» EXERCISE MATERIAL

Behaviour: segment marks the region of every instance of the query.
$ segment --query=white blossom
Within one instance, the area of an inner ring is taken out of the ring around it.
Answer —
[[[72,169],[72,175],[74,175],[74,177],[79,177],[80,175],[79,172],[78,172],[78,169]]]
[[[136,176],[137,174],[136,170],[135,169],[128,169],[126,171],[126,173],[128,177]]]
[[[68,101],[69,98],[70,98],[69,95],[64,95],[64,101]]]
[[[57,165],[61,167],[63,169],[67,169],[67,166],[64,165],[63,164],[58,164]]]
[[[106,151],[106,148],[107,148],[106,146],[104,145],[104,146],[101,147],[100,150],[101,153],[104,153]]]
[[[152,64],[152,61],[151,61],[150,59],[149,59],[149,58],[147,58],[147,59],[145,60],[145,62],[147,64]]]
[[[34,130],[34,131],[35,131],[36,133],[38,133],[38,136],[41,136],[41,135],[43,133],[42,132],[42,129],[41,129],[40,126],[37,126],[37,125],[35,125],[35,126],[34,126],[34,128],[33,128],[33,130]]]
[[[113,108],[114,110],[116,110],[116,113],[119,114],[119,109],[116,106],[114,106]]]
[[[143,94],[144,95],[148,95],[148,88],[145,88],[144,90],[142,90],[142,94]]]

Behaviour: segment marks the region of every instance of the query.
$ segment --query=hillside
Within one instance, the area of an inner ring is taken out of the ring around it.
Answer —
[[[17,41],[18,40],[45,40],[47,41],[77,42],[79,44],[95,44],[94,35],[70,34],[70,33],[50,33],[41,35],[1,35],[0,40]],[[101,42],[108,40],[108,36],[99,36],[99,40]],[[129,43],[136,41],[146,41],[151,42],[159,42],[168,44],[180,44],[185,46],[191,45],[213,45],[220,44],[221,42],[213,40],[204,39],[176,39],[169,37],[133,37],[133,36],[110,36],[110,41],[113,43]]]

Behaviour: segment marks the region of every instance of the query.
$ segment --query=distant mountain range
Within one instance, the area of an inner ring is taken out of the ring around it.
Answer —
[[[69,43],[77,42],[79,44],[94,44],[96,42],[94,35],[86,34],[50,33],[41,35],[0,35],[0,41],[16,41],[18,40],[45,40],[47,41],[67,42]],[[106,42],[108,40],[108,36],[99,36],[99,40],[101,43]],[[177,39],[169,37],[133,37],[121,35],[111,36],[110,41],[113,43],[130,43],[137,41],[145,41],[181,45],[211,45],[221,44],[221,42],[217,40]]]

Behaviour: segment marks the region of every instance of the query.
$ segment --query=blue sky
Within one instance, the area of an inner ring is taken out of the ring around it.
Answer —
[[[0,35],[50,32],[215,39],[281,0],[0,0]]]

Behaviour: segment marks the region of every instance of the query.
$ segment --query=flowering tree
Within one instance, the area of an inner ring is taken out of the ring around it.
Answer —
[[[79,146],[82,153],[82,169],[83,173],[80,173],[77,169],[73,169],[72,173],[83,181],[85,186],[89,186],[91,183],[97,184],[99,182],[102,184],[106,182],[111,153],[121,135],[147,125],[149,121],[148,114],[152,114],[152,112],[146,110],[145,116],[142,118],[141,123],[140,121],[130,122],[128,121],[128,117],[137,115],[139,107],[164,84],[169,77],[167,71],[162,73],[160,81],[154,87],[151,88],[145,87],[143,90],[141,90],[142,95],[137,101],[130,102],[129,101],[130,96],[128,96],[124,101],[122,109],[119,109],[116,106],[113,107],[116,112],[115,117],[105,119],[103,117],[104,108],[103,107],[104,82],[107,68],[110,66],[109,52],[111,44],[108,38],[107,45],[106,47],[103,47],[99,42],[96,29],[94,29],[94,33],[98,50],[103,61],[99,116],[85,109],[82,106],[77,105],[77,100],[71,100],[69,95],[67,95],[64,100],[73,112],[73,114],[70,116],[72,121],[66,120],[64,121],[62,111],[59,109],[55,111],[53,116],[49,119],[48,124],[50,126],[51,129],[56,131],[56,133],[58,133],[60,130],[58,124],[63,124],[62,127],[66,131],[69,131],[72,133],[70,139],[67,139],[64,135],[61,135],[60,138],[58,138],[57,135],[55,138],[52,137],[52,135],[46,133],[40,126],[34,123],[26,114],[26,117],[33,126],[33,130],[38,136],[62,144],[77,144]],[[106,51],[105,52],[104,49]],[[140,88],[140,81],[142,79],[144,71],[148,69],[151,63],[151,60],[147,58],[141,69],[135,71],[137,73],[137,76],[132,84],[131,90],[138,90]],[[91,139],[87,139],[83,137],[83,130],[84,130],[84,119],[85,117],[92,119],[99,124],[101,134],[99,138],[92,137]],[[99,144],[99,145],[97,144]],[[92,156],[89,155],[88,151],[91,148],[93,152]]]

» GIVEN TASK
Render the listing above, from its first line through the line containing "[[[68,101],[69,98],[70,98],[69,95],[64,95],[64,101]]]", as a Markdown table with a Row column holding the row number and an Entry column holding the line, omitting any blank lines.

» EXERCISE ANSWER
| Row | Entry |
|---|---|
| 1 | Behaviour: segment marks the region of every instance of the query. |
| 2 | $ segment --query=white blossom |
| 3 | Within one instance, the area of an inner ring is taken out of the ring around it. |
| 4 | Answer — |
| 5 | [[[72,169],[72,175],[74,175],[74,177],[79,177],[80,175],[79,172],[78,172],[78,169]]] |
| 6 | [[[136,176],[137,174],[136,170],[135,169],[128,169],[126,171],[126,173],[128,177]]] |
| 7 | [[[68,101],[69,98],[70,98],[69,95],[64,95],[64,101]]] |